• _SUPPLIED RECORDS_:
Content starts
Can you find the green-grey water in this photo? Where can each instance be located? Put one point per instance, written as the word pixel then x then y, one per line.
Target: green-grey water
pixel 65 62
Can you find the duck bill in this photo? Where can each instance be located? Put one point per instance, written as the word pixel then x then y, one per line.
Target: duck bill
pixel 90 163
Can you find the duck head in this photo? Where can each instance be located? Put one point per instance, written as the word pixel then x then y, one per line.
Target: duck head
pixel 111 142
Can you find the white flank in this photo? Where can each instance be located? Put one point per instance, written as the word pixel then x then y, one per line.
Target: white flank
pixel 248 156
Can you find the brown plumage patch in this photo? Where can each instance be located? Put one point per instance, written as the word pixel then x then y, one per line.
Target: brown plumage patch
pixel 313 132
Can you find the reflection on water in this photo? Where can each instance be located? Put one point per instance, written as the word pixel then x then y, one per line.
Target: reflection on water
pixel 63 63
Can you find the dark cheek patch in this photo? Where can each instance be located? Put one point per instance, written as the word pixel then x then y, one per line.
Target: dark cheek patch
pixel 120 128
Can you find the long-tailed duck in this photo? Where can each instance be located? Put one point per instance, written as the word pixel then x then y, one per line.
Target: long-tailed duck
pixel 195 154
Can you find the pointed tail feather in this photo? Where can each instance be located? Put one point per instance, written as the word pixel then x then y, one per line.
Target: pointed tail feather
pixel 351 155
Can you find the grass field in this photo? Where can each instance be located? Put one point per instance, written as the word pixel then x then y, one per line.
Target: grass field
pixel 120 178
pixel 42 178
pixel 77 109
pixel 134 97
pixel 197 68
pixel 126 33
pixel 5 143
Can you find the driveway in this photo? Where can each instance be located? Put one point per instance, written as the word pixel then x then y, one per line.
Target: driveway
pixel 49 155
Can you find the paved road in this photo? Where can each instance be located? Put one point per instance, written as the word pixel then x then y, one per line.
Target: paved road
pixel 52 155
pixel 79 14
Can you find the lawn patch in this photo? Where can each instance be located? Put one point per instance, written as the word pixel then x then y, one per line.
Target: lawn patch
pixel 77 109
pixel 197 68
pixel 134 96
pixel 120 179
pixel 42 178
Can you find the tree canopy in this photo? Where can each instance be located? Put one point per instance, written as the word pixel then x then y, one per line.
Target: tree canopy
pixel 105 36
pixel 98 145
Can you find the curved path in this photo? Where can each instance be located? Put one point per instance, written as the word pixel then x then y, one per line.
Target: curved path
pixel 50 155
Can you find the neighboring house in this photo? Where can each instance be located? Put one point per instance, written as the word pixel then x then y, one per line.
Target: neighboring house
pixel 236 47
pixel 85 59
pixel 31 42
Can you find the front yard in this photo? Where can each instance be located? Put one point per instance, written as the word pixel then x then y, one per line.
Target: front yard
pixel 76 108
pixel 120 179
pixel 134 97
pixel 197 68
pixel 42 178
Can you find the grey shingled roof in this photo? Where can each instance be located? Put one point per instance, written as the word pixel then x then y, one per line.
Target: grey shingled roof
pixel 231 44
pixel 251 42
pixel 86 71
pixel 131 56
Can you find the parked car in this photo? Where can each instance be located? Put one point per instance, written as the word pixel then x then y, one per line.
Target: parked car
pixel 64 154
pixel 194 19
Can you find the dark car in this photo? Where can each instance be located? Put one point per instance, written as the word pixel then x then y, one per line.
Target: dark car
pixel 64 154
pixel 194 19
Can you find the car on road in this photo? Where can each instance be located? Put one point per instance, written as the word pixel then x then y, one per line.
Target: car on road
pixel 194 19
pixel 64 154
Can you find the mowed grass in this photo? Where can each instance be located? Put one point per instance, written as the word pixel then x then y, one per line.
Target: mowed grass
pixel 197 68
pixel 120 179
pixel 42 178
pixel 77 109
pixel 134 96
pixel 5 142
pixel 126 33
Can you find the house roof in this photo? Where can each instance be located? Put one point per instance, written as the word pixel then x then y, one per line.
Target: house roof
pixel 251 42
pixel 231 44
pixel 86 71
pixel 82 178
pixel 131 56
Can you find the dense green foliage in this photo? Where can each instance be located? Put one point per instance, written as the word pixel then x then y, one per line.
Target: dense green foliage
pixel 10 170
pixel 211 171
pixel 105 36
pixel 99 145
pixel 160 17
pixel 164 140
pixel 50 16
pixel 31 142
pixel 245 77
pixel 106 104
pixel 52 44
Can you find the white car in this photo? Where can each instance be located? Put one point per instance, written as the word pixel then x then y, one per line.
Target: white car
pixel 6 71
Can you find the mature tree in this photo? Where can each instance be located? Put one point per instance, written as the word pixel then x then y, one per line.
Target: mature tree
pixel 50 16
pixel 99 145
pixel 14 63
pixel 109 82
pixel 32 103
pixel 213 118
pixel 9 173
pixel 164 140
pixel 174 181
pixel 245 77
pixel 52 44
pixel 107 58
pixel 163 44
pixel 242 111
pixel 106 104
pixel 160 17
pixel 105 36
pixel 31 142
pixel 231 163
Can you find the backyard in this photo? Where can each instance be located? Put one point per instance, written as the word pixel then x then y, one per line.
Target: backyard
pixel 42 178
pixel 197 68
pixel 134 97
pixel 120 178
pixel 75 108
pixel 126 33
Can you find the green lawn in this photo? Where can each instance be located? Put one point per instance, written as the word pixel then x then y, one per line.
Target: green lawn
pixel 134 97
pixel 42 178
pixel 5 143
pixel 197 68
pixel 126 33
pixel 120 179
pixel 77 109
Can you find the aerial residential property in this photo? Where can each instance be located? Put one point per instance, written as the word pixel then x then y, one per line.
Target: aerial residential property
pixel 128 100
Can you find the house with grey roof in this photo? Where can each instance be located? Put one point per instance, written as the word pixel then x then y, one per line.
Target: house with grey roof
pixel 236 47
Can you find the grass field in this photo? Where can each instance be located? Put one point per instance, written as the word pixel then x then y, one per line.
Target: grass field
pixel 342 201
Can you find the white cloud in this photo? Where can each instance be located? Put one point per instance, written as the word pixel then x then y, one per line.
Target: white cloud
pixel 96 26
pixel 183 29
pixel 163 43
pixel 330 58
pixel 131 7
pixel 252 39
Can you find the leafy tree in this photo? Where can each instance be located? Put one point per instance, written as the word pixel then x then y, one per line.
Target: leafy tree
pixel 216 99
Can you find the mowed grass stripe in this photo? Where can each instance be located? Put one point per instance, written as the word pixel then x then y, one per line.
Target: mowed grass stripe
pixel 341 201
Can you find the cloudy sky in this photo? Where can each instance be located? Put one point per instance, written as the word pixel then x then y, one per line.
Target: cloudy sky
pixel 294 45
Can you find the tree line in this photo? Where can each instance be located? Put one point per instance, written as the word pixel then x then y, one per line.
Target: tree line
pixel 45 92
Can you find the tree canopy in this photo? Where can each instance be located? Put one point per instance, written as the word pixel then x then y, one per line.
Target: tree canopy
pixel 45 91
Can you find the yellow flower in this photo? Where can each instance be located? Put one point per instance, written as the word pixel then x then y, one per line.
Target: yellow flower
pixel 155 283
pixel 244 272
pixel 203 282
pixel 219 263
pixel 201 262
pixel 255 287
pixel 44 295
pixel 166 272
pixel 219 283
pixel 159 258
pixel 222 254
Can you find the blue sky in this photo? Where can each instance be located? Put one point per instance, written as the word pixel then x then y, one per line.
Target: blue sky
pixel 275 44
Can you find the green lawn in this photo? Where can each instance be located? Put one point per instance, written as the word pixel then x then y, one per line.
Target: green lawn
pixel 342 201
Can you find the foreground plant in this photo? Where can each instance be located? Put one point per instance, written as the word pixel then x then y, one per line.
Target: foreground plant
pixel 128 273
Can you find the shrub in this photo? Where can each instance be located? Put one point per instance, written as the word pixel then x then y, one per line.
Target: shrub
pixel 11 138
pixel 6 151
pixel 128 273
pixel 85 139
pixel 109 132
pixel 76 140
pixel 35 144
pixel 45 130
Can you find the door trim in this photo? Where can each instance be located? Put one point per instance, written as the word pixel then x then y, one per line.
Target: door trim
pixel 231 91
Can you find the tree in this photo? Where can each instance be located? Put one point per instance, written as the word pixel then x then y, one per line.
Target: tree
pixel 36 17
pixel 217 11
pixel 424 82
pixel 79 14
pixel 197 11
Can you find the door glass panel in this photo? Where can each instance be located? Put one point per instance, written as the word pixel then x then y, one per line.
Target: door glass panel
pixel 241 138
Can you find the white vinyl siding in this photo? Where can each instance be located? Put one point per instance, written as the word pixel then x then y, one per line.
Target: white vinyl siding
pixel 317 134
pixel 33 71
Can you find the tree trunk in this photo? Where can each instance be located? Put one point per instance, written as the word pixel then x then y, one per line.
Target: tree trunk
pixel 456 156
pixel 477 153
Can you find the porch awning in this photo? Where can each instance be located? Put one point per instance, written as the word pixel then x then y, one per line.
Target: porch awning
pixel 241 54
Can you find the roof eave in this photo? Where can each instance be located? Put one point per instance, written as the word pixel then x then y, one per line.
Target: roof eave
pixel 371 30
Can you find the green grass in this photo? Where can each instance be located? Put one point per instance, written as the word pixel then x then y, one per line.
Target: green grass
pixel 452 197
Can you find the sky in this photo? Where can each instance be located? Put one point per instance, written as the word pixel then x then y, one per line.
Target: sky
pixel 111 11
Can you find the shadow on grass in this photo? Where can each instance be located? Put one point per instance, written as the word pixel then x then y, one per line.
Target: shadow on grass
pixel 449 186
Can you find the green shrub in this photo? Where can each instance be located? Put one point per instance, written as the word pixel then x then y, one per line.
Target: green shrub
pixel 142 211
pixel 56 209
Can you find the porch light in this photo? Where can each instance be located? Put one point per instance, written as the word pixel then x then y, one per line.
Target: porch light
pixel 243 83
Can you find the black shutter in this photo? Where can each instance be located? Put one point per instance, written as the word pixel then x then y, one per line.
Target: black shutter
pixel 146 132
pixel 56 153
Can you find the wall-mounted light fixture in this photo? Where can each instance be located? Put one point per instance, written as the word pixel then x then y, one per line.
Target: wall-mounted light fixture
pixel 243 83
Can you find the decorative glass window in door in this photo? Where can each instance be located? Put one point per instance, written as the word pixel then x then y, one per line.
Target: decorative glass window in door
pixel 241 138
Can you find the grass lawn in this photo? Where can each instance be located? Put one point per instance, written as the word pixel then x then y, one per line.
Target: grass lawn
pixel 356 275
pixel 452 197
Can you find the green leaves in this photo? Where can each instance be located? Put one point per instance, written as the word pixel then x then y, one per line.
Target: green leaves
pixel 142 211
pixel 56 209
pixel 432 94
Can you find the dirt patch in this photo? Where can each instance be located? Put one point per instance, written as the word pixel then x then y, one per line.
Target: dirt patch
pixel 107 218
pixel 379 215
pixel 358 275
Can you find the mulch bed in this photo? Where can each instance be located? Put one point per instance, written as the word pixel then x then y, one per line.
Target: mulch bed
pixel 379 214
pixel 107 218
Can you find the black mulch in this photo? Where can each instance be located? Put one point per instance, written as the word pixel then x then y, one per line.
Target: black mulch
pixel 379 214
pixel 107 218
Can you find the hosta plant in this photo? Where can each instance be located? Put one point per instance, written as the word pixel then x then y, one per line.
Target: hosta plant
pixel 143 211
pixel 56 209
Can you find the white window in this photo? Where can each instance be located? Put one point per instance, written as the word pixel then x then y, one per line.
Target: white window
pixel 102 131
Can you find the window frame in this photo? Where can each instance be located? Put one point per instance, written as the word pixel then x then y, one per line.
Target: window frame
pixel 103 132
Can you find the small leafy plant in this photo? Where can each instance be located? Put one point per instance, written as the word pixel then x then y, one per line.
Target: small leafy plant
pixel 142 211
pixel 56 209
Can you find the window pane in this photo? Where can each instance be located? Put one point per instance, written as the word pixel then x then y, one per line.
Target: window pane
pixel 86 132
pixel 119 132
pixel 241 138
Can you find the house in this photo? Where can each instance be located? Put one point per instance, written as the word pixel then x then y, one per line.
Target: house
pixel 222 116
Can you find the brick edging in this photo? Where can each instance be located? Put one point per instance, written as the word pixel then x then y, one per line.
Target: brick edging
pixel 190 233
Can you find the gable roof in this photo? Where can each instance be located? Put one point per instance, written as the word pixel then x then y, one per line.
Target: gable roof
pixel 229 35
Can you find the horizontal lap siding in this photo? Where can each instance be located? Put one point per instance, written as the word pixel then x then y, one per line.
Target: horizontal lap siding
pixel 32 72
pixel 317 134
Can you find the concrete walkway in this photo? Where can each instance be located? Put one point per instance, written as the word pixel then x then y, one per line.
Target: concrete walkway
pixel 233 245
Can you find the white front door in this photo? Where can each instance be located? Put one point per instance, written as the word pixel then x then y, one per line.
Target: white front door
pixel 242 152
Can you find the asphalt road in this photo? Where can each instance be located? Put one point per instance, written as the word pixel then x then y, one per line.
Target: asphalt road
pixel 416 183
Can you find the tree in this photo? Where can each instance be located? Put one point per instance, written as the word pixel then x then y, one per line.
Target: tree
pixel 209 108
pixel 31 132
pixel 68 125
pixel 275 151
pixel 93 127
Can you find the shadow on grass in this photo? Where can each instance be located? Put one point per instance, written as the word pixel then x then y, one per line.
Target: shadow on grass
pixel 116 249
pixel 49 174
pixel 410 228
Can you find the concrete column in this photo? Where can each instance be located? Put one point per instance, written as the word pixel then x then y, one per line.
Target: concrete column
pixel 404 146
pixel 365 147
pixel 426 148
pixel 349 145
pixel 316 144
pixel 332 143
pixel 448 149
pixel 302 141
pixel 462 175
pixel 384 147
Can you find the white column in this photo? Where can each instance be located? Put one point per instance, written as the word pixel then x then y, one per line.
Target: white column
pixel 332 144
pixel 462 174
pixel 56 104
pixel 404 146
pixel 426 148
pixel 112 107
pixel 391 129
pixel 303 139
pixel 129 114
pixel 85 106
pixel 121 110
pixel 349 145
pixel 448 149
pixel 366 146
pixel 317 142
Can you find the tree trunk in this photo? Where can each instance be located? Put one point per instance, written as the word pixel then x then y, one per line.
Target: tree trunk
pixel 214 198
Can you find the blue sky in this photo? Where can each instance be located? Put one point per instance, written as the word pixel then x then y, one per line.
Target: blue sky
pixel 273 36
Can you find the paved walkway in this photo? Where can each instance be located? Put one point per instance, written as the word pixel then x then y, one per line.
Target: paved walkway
Content ends
• _WHAT IS REQUIRED_: A word-for-word copy of the lines above from the one with "Can you find the front" through the one with "Can you find the dense", inclusive, is the only output wanted.

• _RESULT FOR THIS TASK_:
Can you find the front yard in this photo? Where can each instance be located? Put one point per instance, written as the word pixel then x then y, one per line.
Target: front yard
pixel 76 108
pixel 120 179
pixel 134 97
pixel 197 68
pixel 42 178
Can you find the grey shingled roof in this photo? Where can each instance be located? Put one point per instance, written as the word pixel then x then y, one per line.
Target: grey shingled roof
pixel 231 44
pixel 251 42
pixel 86 71
pixel 131 56
Can you find the parked car in this photo? Where can each instance be located? Put one point per instance, written as the word pixel then x then y, one per line.
Target: parked car
pixel 64 154
pixel 194 19
Can you find the dark car in this photo? Where can each instance be located? Put one point per instance, written as the word pixel then x then y, one per line.
Target: dark car
pixel 64 154
pixel 194 19
Can you find the car on road in this photo? Where can each instance be located? Put one point per instance, written as the word pixel then x then y, one per line.
Target: car on road
pixel 194 19
pixel 64 154
Can you find the mowed grass in this photo? Where can each instance be located? Put one point per instance, written as the word pixel then x then y, one per line.
Target: mowed grass
pixel 197 68
pixel 120 179
pixel 42 178
pixel 77 109
pixel 134 96
pixel 5 142
pixel 126 33
Can you find the house roof in this photo? Where can each instance be located? Put one point per instance, written as the word pixel then x then y, one per line.
Target: house roof
pixel 251 42
pixel 231 44
pixel 86 71
pixel 82 178
pixel 131 56
Can you find the dense green foliage in this photo? Where can each instance be located? Put one point per instance, written as the word pixel then x then y, one per line.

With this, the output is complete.